— WHAT IS NEEDED —
Output each line of the material below as a JSON list of strings, one string per line, skipping blank lines. Leave the pictures out.

(Excerpts of labeled region data)
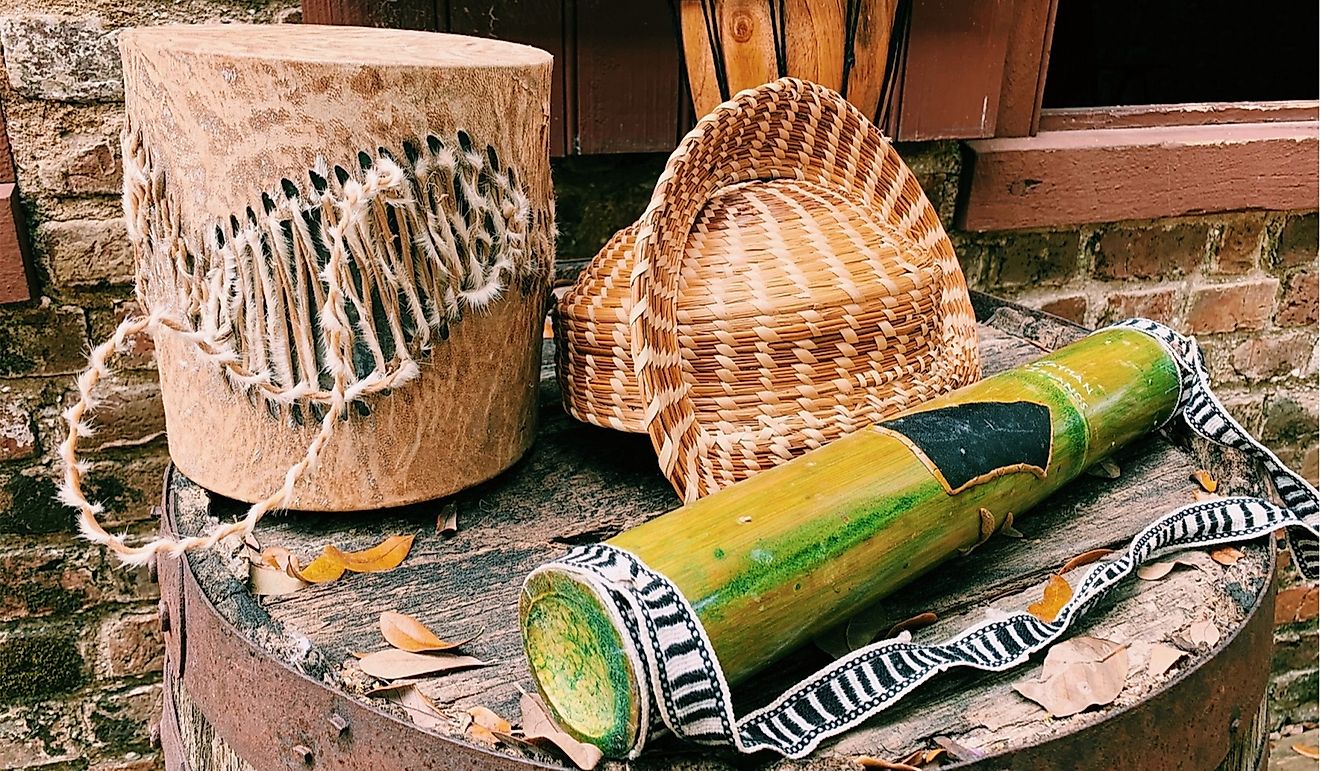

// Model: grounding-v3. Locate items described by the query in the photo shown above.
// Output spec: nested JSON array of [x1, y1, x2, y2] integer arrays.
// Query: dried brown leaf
[[1187, 619, 1220, 648], [517, 693, 603, 771], [853, 755, 921, 771], [931, 737, 986, 760], [322, 535, 413, 573], [1059, 549, 1114, 576], [999, 511, 1023, 539], [379, 683, 449, 731], [248, 562, 309, 597], [380, 610, 477, 654], [884, 610, 940, 639], [436, 500, 458, 539], [358, 648, 487, 680], [1192, 469, 1220, 492], [1027, 574, 1072, 623], [1012, 636, 1127, 717], [1146, 643, 1187, 677]]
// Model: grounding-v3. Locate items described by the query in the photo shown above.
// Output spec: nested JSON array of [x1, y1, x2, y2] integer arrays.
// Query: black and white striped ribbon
[[538, 319, 1320, 758]]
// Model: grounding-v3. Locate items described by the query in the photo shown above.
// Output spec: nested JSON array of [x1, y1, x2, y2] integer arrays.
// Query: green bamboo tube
[[520, 329, 1179, 756]]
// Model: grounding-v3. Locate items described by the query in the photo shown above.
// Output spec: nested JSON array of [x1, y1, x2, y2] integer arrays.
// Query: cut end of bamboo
[[519, 568, 642, 758]]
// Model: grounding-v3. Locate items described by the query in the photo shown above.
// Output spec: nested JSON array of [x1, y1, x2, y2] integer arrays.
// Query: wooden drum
[[120, 25, 553, 511]]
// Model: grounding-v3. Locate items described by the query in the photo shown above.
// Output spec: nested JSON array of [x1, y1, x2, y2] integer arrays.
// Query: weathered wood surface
[[174, 304, 1269, 771]]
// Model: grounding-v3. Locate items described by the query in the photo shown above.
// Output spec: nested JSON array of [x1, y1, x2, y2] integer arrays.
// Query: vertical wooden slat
[[302, 0, 437, 30], [577, 0, 681, 154], [995, 0, 1059, 136], [449, 0, 574, 156], [898, 0, 1012, 140]]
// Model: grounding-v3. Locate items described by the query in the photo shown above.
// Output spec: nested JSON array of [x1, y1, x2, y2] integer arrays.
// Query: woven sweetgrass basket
[[556, 78, 979, 500]]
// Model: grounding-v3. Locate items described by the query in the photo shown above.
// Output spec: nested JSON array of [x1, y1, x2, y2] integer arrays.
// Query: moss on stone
[[0, 634, 86, 704]]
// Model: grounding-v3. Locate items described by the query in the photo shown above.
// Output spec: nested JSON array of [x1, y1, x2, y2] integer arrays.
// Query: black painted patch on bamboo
[[878, 401, 1053, 495]]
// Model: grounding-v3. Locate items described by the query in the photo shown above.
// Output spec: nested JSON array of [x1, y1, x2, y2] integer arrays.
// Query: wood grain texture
[[165, 308, 1267, 771], [995, 0, 1059, 136], [898, 0, 1014, 141], [576, 0, 681, 154], [0, 184, 36, 305], [957, 121, 1320, 231], [120, 25, 553, 511]]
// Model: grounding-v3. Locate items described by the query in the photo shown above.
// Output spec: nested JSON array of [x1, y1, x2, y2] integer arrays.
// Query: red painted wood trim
[[1040, 99, 1320, 131], [0, 184, 36, 304], [898, 0, 1014, 140], [995, 0, 1059, 136], [957, 121, 1320, 231], [302, 0, 437, 30]]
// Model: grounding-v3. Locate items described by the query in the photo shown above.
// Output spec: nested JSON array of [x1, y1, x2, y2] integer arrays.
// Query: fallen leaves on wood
[[884, 610, 940, 639], [248, 562, 309, 597], [1012, 636, 1127, 717], [371, 683, 449, 731], [517, 693, 603, 771], [380, 610, 477, 654], [999, 511, 1023, 539], [931, 737, 986, 760], [1027, 574, 1072, 623], [1192, 469, 1220, 492], [853, 755, 921, 771], [1146, 643, 1187, 677], [1187, 619, 1220, 648], [1137, 552, 1217, 581], [467, 706, 513, 747], [358, 650, 487, 680], [1059, 549, 1114, 576], [322, 535, 414, 573], [436, 500, 458, 539]]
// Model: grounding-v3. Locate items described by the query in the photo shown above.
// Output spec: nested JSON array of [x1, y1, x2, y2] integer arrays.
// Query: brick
[[37, 219, 133, 286], [37, 135, 124, 195], [0, 298, 87, 376], [96, 613, 165, 679], [1187, 279, 1279, 334], [0, 631, 86, 704], [1104, 286, 1177, 323], [65, 380, 165, 450], [0, 13, 124, 102], [1274, 271, 1320, 327], [0, 701, 91, 770], [1214, 217, 1265, 276], [1233, 331, 1316, 380], [0, 544, 103, 622], [88, 683, 161, 754], [1036, 294, 1088, 323], [1096, 222, 1209, 279], [991, 231, 1080, 288], [0, 467, 74, 536], [1261, 392, 1320, 448], [0, 388, 37, 461], [1275, 211, 1320, 268]]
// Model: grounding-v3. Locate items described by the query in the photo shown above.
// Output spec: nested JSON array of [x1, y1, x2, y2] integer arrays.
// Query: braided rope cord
[[59, 127, 552, 564], [530, 319, 1320, 758]]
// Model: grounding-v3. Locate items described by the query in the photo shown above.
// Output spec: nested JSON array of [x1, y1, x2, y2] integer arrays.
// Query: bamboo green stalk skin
[[607, 324, 1177, 683]]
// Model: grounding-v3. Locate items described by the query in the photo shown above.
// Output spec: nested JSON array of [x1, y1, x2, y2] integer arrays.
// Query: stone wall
[[0, 0, 298, 771], [0, 9, 1317, 770]]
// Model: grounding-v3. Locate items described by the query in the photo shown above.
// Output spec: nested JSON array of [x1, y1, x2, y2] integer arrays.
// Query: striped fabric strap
[[543, 319, 1320, 758]]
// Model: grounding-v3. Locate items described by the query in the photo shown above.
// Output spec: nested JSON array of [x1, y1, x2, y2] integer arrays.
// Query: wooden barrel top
[[160, 296, 1274, 771]]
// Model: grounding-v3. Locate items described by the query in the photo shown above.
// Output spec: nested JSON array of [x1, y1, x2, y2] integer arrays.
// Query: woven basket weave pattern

— SOLVED PROBLEM —
[
  "// Model: grounding-v3. Locate items described by the query in the photo shown above.",
  "// Output spec: nested JSON array of [x1, y1, x2, y2] integer arrays.",
  "// Query: dried brown leaf",
  "[[1187, 619, 1220, 648], [517, 693, 603, 771], [853, 755, 921, 771], [931, 737, 986, 760], [322, 535, 413, 573], [1059, 549, 1114, 576], [999, 511, 1023, 539], [379, 683, 449, 731], [248, 562, 309, 597], [380, 610, 477, 654], [884, 610, 940, 639], [436, 500, 458, 539], [358, 648, 487, 680], [1192, 469, 1220, 492], [1027, 574, 1072, 623], [1012, 636, 1127, 717], [1146, 643, 1187, 677]]",
  "// Model: grounding-v3. Locate items described by the query in the photo shown above.",
  "// Output spec: nested JSON array of [x1, y1, x2, y2] integer arrays.",
  "// Query: black and white striped ribbon",
  "[[538, 319, 1320, 758]]",
  "// Model: grounding-v3. Locate items described by the query in the photo shown above.",
  "// Output spec: nested JSON array of [x1, y1, x2, y2] integer arrays.",
  "// Query: green bamboo tube",
  "[[520, 329, 1179, 756]]",
  "// Model: grounding-v3. Locate items described by the query in the photo shown above.",
  "// Output spec: nested JSON array of [x1, y1, x2, y2] integer arrays.",
  "// Query: cut end of bamboo",
  "[[519, 568, 642, 758]]",
  "// Model: grounding-v3. Locate items described by the query in the photo shown above.",
  "// Output spec: nested JSON array of [x1, y1, x2, y2] integer arrays.",
  "// Query: wooden drum",
  "[[120, 25, 553, 511]]",
  "// Model: grounding-v3. Locate items described by the query in the photo shown above.",
  "// Output spec: nested JSON array of [x1, y1, x2, y2] integer arrays.",
  "// Query: weathered wood surface",
  "[[174, 304, 1269, 771]]",
  "// Model: grounding-v3. Locate items described by the query in the photo shown above.",
  "// Output spec: nested JSON array of [x1, y1, x2, y2] integer arrays.",
  "// Query: vertical wooden slat",
  "[[302, 0, 437, 30], [577, 0, 681, 154], [995, 0, 1059, 136], [449, 0, 574, 156], [898, 0, 1012, 140]]",
  "// Model: grounding-v3. Locate items described by the query in the photo shown above.",
  "// Output spec: nested JSON array of [x1, y1, x2, y2] integer arrays.",
  "// Query: woven sweetgrass basket",
  "[[556, 78, 979, 500]]",
  "// Model: grounding-v3. Locate items described by the query in the photo shown above.",
  "// Output spec: nested JSON array of [x1, y1, x2, y2] integer arrays.",
  "// Query: moss on stone",
  "[[0, 634, 86, 704]]",
  "// Model: grounding-v3. Locate items described by the query in the photo shown above.",
  "// Output spec: nested JSON array of [x1, y1, x2, y2] integer arrays.",
  "// Query: black painted patch on bamboo",
  "[[878, 401, 1053, 495]]",
  "// Model: grounding-v3. Locate items described by the query in the photo shown above.",
  "// Output spec: nested JSON array of [x1, y1, x2, y2] integer arrays.",
  "// Query: wood grain texture",
  "[[165, 308, 1267, 771], [995, 0, 1059, 136], [898, 0, 1014, 141], [576, 0, 681, 154], [0, 184, 36, 305], [957, 121, 1320, 231], [120, 25, 553, 511]]",
  "// Model: grounding-v3. Locate items described by the query in the photo shown above.",
  "// Output spec: nested JSON array of [x1, y1, x2, y2] integer arrays.",
  "// Query: red painted wood trim",
  "[[1040, 99, 1320, 131], [0, 184, 36, 304], [898, 0, 1014, 140], [995, 0, 1059, 136], [957, 121, 1320, 231], [302, 0, 437, 30]]",
  "// Model: grounding-v3. Locate items described by the query in the photo shown above.",
  "// Output spec: nested JSON array of [x1, y1, x2, y2] integer arrays.",
  "// Query: fallen leaves on wood",
  "[[884, 610, 940, 639], [248, 562, 309, 597], [1012, 636, 1127, 717], [371, 683, 449, 731], [517, 693, 603, 771], [380, 610, 477, 654], [999, 511, 1023, 539], [931, 737, 986, 760], [1027, 574, 1072, 623], [1192, 469, 1220, 492], [853, 755, 921, 771], [1146, 643, 1187, 677], [1187, 619, 1220, 648], [1137, 552, 1217, 581], [467, 706, 513, 747], [358, 650, 487, 680], [1059, 549, 1114, 576], [322, 535, 414, 573], [436, 500, 458, 539]]",
  "// Model: grounding-v3. Locate items described by the query in the photo shown above.",
  "// Output spec: nested JSON array of [x1, y1, x2, y2] integer arrays.",
  "// Query: brick",
  "[[37, 219, 133, 286], [37, 135, 124, 195], [0, 298, 87, 376], [96, 613, 165, 679], [1187, 279, 1279, 334], [0, 631, 86, 704], [1104, 286, 1177, 323], [65, 380, 165, 450], [0, 13, 124, 102], [1274, 271, 1320, 327], [0, 701, 91, 770], [1214, 217, 1265, 276], [1233, 331, 1316, 380], [0, 544, 103, 622], [88, 683, 161, 754], [1036, 294, 1088, 323], [1096, 222, 1209, 279], [991, 231, 1080, 288], [0, 467, 74, 536], [1261, 392, 1320, 448], [0, 388, 37, 461], [1275, 211, 1320, 268]]",
  "// Model: grounding-v3. Locate items described by the query in the photo shown above.",
  "// Output spec: nested JSON array of [x1, y1, x2, y2] integer arrays.",
  "// Query: braided rope cord",
  "[[59, 127, 552, 564], [530, 319, 1320, 758]]",
  "// Model: grounding-v3. Locate items described by the query in the photo shown above.",
  "// Output spec: nested JSON array of [x1, y1, x2, y2] integer arrays.",
  "// Query: bamboo green stalk skin",
  "[[607, 324, 1177, 683]]",
  "// Model: grounding-v3. Locate items described by the query in the photo shown above.",
  "// Output spec: nested JSON array of [x1, y1, x2, y2] integer arrays.",
  "// Query: stone wall",
  "[[0, 0, 298, 771], [0, 9, 1317, 770]]",
  "// Model: grounding-v3. Locate items described by the query in the photo shown above.",
  "// Output spec: nested JSON array of [x1, y1, x2, y2] integer arrays.",
  "// Query: striped fabric strap",
  "[[543, 319, 1320, 758]]",
  "// Model: grounding-v3. Locate items described by the query in the photo shown above.",
  "// Output spec: nested JSON array of [x1, y1, x2, y2] integer arrays.",
  "// Query: wooden barrel top",
  "[[160, 296, 1274, 771]]",
  "// Model: grounding-v3. Locate items described by the query in the photo shown above.",
  "// Output spec: nested JSON array of [x1, y1, x2, y2] integer arrays.",
  "// Query: woven basket weave pattern"
]